:: EXERCISE DIRECTIONS ::
An exact copy is required of the lines from the one with "taillight out of this pic" through the last line of the material below, and of nothing else.

:: STUDY MATERIAL ::
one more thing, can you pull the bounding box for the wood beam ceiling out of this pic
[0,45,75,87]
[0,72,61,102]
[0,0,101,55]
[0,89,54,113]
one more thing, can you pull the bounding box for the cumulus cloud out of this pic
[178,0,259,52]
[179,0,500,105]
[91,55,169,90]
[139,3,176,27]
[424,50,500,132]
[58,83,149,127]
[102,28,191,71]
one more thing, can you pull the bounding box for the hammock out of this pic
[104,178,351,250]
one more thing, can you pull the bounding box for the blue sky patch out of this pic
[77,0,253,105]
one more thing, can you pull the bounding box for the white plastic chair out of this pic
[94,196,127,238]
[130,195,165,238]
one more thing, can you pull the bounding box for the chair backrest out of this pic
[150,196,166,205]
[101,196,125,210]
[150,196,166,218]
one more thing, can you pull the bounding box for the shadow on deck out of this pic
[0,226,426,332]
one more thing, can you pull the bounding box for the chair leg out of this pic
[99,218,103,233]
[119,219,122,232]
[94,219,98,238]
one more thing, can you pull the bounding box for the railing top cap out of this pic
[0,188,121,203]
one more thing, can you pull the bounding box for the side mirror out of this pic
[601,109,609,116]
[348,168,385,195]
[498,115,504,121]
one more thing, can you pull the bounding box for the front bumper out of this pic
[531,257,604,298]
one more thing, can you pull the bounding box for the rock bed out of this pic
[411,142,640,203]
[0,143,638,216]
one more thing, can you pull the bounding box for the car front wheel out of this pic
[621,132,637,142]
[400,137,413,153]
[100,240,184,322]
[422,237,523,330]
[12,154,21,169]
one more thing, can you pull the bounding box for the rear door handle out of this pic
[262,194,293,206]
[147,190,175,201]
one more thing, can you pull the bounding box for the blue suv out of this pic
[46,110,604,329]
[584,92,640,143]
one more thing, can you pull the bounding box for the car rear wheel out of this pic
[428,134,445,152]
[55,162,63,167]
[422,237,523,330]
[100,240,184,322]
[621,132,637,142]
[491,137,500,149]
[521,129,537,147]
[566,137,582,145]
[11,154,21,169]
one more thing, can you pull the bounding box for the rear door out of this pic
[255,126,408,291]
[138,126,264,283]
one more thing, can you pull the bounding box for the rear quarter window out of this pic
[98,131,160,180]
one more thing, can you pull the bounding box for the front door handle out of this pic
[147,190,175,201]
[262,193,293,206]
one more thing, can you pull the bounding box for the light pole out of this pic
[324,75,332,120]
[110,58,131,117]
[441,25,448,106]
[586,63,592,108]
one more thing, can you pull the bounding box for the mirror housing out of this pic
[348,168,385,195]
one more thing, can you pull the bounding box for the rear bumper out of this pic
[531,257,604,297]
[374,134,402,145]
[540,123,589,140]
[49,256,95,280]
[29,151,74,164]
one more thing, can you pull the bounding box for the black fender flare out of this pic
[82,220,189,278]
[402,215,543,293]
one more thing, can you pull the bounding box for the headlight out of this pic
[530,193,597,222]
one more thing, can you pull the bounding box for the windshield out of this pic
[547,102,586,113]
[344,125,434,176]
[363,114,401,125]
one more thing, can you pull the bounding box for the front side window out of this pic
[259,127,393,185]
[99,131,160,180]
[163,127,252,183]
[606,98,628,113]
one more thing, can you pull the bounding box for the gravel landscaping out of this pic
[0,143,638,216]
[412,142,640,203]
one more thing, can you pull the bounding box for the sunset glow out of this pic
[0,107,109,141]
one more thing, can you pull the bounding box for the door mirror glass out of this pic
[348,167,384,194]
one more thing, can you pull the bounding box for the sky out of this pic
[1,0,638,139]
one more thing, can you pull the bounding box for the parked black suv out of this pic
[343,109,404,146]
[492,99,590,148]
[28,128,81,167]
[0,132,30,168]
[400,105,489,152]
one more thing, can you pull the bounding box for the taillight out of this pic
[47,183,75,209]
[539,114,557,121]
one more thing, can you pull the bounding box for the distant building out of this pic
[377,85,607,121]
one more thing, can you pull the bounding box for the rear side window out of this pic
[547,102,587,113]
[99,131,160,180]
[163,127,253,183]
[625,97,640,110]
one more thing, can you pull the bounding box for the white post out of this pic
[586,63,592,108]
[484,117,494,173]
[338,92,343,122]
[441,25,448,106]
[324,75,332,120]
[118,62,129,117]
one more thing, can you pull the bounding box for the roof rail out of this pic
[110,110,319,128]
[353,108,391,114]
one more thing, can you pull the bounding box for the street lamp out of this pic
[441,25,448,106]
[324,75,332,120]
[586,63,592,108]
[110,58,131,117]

:: RESPONSE TO THE EXERCISE ::
one more thing, can you pull the bounding box for the taillight out of this pic
[47,183,75,209]
[539,114,557,121]
one more thing, can you pull the bounding box for the distant building out of this pic
[377,85,607,121]
one more thing, can you pull the bounding box for the rear side window out of this pic
[547,102,587,113]
[99,131,160,180]
[163,127,253,183]
[625,97,640,110]
one more thing, can you pull the bounding box for the white post out of this pic
[586,63,592,108]
[484,117,494,173]
[338,92,343,122]
[441,25,448,106]
[324,75,332,120]
[118,62,129,117]
one more thing, can you pull the bounding box for the roof rail out of this pic
[110,110,319,128]
[353,108,391,114]
one more thing, can you pull the bounding box for the street lamp out of this pic
[441,25,448,106]
[324,75,332,120]
[586,63,592,108]
[110,58,131,117]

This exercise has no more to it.